= TEKST ŹRÓDŁOWY =
Twierdzę, że proroctwem Mickiewicza było nazwanie w „Panu Tadeuszu” najszybszego z chartów –„Kusym”.

Mariusz Maszyński

Janusz Kusociński urodził się 15.01.1907r. w Warszawie jako wcześniak. Obawiano się nawet o jego życie. Jak się jednak miało okazać, ze słabego niemowlaka w zaciszu wsi Ołtarzew (państwo Kusocińscy przenieśli się tam, kiedy Janusz miał zaledwie pół roku), zaczął wyrastać tryskający zdrowiem i energią chłopak, któremu natura wprawdzie poskąpiła wzrostu (jako dorosły człowiek miał tylko 165 cm i ważył w granicach 61-65 kg), ale za to obdarzyła go niezwykle mocnym charakterem i zawziętością.

Janusz był najmłodszym, szóstym dzieckiem państwa Kusocińskich.

Ojciec, Klemens Kusociński, człowiek światły, działacz niepodległościowy i więzień caratu, po śmierci dwóch starszych synów – Zygmunta i Tadeusza – robił wszystko, aby najmłodszemu dać odpowiednie wykształcenie.

Swych starszych braci ,,Kusy’’ nigdy nie poznał. Urodzony w 1894 roku Zygmunt wyemigrował na studia do Francji. Brał udział w I wojnie światowej. Do Polski nie wrócił. Zmarł z wycieńczenia po zakończeniu działań wojennych, najprawdopodobniej w Paryżu.

Drugi z braci – Tadeusz - urodzony w 1900 roku zginął w czasie wojny polsko - rosyjskiej pod Zamościem w 1920 roku.

Najstarszą z rodzeństwa była Maria Halina, później Gościcka (1892 – 1977), podpora, spowiednicza i opiekunka Janusza. To ona była wraz z matką w domu przy ulicy Noakowskiego 16, gdy po aresztowaniu Janusza gestapo przeprowadzało tam rewizję. Aresztowana w 1944 roku przeżyła obóz koncentracyjny w Ravensbrück.

= FRAGMENT ZBIORU DANYCH =
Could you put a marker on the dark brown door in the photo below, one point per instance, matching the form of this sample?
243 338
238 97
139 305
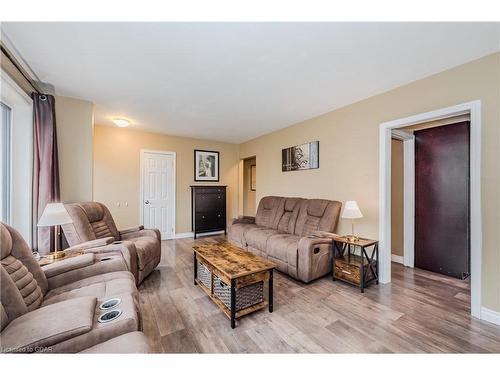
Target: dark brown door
442 228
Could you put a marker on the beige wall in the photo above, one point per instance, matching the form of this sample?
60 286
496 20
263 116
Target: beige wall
117 171
75 126
349 152
397 180
249 207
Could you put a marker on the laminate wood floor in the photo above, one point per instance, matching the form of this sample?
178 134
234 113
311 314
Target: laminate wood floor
418 312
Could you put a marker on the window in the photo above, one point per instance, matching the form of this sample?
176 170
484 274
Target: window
5 162
16 156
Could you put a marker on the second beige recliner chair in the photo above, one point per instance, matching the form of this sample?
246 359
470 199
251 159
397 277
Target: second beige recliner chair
40 315
93 221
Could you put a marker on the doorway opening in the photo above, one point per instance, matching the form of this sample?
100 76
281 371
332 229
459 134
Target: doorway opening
248 183
405 130
157 191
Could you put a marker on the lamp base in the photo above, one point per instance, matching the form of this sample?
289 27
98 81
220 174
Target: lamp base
56 255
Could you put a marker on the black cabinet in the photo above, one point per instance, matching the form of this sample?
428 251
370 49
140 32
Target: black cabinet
208 209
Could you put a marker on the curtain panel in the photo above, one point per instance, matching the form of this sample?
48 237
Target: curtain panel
45 167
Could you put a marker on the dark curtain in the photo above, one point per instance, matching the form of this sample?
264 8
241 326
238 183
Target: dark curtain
45 167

= ZADANIA =
1. Wymień wszystkich członków rodziny Janusza Kusocińskiego, których tekst o Kusocińskim podaje z imienia, pomijając samego Janusza.
2. Ile centymetrów wzrostu miał dorosły Janusz Kusociński według tekstu o Kusocińskim?
3. Dopisz dalszy ciąg tekstu o Januszu Kusocińskim, zaczynając po jego ostatnim zdaniu.

= ODPOWIEDZI =
1. Klemens Kusociński (ojciec), Zygmunt (brat), Tadeusz (brat), Maria Halina, później Gościcka (siostra)

2. 165 cm

3.
Wojnę przeżyła też druga siostra Janina Kusocińska – Czaplińska, starsza od Janusza o 8 lat.

Najmłodszą i najukochańszą siostrą „Kusego” była Halina urodzona w 1906 roku, której nagłą śmierć w 1929 roku Kusociński ciężko przeżył.

Pan Klemens Kusociński był zdecydowanym przeciwnikiem sportu. „Kusy” bał się ojca. Wszelkie jego decyzje i polecenia wykonywał, ale tylko dla „świętego spokoju”. Janusz uczyć się jednak nie chciał. Pojęcia ,,zawód”, „wykształcenie”, „kariera” nie robiły na nim żadnego wrażenia.

– Skoro tak lubisz wieś i świeże powietrze, to zrobimy z ciebie ogrodnika – orzekł pan Klemens i umieścił syna w Państwowej Średniej Szkole Ogrodniczej.

Matka, Zofia ze Śmiechowskich (1869- 1940), też nie była zwolenniczką sportu.

– I co ci z tego, zdrowie stracisz, nerwy poharatasz i tyle – słyszał ciągle „Kusy” od matki, którą bezgranicznie kochał.

Pierwszą, młodzieńczą pasją „Kusego” była piłka nożna. Tej pasji poświęcał się bez reszty w latach 1918-1924 w dzikich drużynach: Pretorii, Sparcie i Placówce, a potem już w „prawdziwych” klubach: Ożarowiance, Józefowiance, RKS „Ruch”, by wreszcie osiąść w „C” klasowej RTS „Sarmata”. Tam też w roku 1926 zadebiutował jako biegacz. Był to czysty przypadek. „Kusy” wystartował w zastępstwie za kolegę. Nikt wtedy nie przypuszczał, w jak istotny sposób wpłynie to na dalsze życie Kusocińskiego.

Że zostanie biegaczem i reprezentantem Polski zdecydował Kusociński w 1927 roku, kiedy to wraz z Reprezentacją Związku Robotniczych Stowarzyszeń Sportowych wyjechał do Pragi na Zlot Robotniczy (zwany również „Olimpiadą Sportową”).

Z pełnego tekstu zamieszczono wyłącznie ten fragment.